**Stated goal:** In the forum thread about RSS feeds below, what did PeterThoeny say he filters out when the skin has 'rss' in it?

One option is to just turn off plugin processing when the new
$TWiki::pageMode is 'rss' - this would prevent this and any future plugin problems with RSS. Since RSS has a strict format there is no point running normal skins, for example, and any plugin processing done on the topic summary is probably not essential.
Alternatively, we could allow plugins to register so that they are run in 'rss' $pageMode - I think the default should be not to run them, since in most cases they are not relevant or actually harmful to the RSS feed.
--
RichardDonkin - 11 Dec 2002
The IMG or any non
RDF tag is not allowed by the RSS definitions. If you need to put this or any non-rdf spec tag into the field, the right way is via the RSS 2.0 definition. To do it, you define a namespace which allows the the feed to correctly use the IMG or any other valid
XHTML tag.
--
TomKagan - 11 Dec 2002
Good to have confirmation of this. Turning off plugin processing is one idea to remove IMG etc, but this could happen with other tags as well that are inserted by hand at the top of the topic (e.g.
<font>).
What's really needed is a 'strip
HTML markup' statement that is applied in
makeTopicSummary when $pageMode is 'rss', i.e. when building an RSS feed. Time to break out the
Jeffrey Friedl book
again

(Oops, another smiley, but not in the first two lines fortunately...)
--
RichardDonkin - 11 Dec 2002
Normal
HTML tags in the topic text are not a problem because they are stripped by the topic summary function. The img tag is added after that by the plugin. For now I filter out img tags in case the skin has 'rss' in it. That solves the RSS feed problem with smilies, see
Sandbox.TestSmiliesForWebRss
--
PeterThoeny - 02 Jan 2003

**Provided material:**

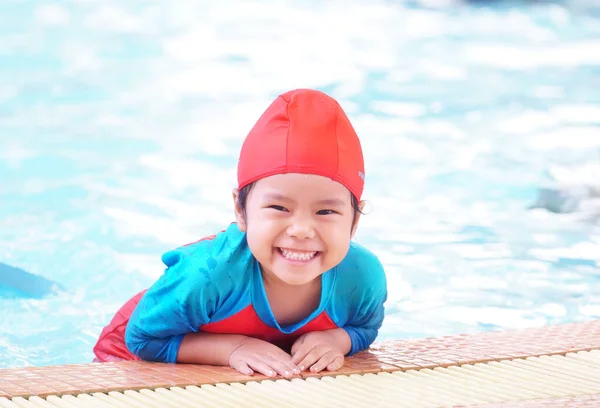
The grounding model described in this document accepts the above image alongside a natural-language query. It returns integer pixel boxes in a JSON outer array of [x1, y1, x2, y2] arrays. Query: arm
[[342, 255, 387, 356], [125, 251, 233, 363], [176, 333, 246, 366]]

**Response to this exercise:** He filters out img tags.